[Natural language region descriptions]
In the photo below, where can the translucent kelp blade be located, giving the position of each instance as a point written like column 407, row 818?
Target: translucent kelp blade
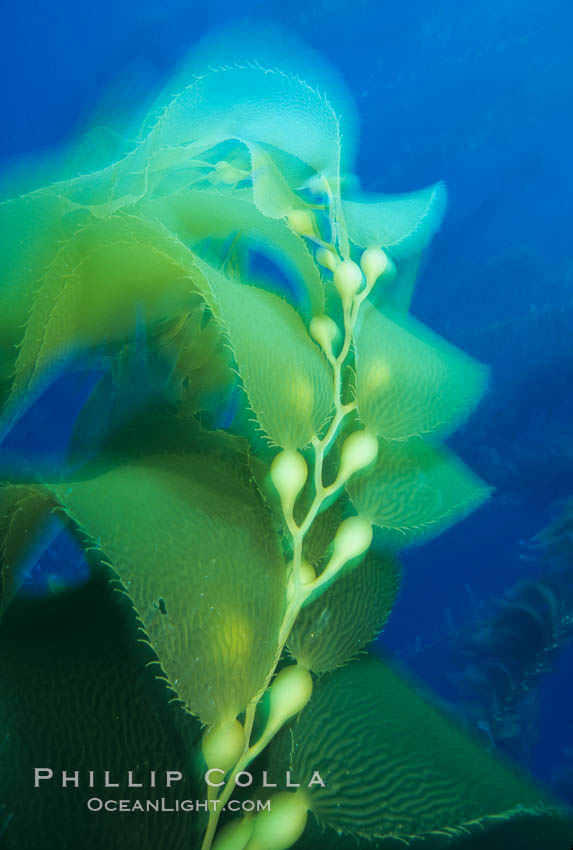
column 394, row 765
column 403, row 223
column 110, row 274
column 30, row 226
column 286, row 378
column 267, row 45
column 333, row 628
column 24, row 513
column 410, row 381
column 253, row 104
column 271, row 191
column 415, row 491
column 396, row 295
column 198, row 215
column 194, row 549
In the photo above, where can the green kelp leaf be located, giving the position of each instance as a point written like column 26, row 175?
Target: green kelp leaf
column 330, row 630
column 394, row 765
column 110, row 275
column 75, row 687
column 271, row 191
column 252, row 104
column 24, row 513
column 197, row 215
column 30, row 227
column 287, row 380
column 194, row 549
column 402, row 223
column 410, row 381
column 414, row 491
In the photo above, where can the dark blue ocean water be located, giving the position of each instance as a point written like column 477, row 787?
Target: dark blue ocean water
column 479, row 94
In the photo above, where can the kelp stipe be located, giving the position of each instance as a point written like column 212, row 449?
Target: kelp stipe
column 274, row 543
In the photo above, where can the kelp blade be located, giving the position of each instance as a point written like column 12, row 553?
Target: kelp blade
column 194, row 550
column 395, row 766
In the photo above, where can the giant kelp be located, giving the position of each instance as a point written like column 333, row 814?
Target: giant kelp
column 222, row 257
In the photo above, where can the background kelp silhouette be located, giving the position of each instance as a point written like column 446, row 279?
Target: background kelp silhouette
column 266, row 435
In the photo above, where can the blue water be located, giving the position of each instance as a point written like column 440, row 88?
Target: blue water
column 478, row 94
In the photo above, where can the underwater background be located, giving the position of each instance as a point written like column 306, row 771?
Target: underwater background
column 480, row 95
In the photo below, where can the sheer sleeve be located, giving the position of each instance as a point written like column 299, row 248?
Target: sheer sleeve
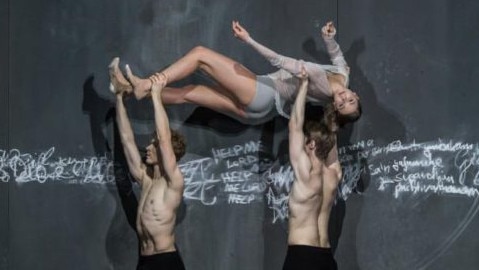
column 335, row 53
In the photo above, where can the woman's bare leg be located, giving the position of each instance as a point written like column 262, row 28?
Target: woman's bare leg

EXERCISE DETAILS:
For this exercise, return every line from the data that holds the string "below".

SOLUTION FOR THIS PROBLEM:
In the photo below, where can the translucent kelp blade be located, giving the position of each instance as a point written like column 407, row 818?
In the photo below, where can the sheer sleeve be located, giving the position of each instance as a point written like column 299, row 248?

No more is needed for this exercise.